Objetivo: Según el fragmento sobre la cumbre de la OTAN, ¿qué ministerio sobraba en la respuesta dada en octubre de 2014? Contesta en pocas palabras, por favor.

Fragmento:
= = =

El ocaso de los dioses

Rafael Simón Gil

Las cuatro gracias

Cumbre de la OTAN.

La semana pasada se celebraba con sobresaliente esplendor, no exento de cierto aire de servilismo berlanganianomistermarshall, la cumbre de la OTAN en Madrid, un acontecimiento que permitió a nuestro sobresaliente mandamás, Pedro XXI el Magnánimo, lucir en toda su pompa y circunstancia -y la de su señora esposa, Begoña- las habilidades y ductilidad que han hecho de él un líder deconstruido a la altura de la gastronomía más vanguardista de la política europea y mundial. Nuestro esforzado héroe hizo buena ante sus pares atlánticos la máxima de Marx “estos son mis principios, pero si no les gustan tengo otros”. Digo esto al rebufo de la memoria histórica que en octubre de 2014 dejó reflejada la marxista respuesta del Emperador de la Moncloa cuando le preguntaron qué ministerio sobraba: “el de Defensa”. Téngase en cuenta que, según Sánchez y los herederos de ETA con los que está almidonando el Catón de la Memoria Democrática, la democracia en España comenzó el uno de enero de 1984; antes de esa totémica fecha todo era franquismo del duro, incluido el principio del primer mandato de los otrora socialistas Felipe González, Alfonso Guerra y Ramón Rubial, hoy proscritos al libro del “facherío tardofranquista”. Si no lo creen, pregúntenles a los gudaris etarras que liberaron al pueblo vasco y, de paso, a los maketos españoles de la dictadura. Y todo ello sin pegar un solo tiro en la nuca ni asesinar a nadie, incluidos niños (Corre el rumor de que algunos intelectuales, políticos y periodistas, ante el espeso y cómplice silencio -incluso efusivo aplauso- frente a esta monstruosidad moral, sufren terribles pesadillas nocturnas cuando el fantasma hamletiano de sus conciencias le susurra al oído envenenado. Pero solo son rumores).

= = =

Entradas de datos:

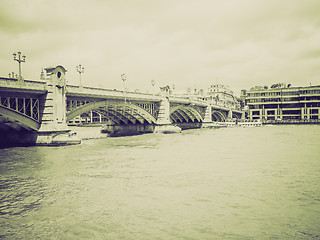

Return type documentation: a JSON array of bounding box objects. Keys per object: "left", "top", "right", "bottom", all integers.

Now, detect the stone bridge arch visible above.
[
  {"left": 0, "top": 105, "right": 40, "bottom": 131},
  {"left": 169, "top": 105, "right": 203, "bottom": 123},
  {"left": 212, "top": 110, "right": 227, "bottom": 122},
  {"left": 67, "top": 100, "right": 157, "bottom": 125}
]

= = =

Resultado del ejercicio: El de Defensa.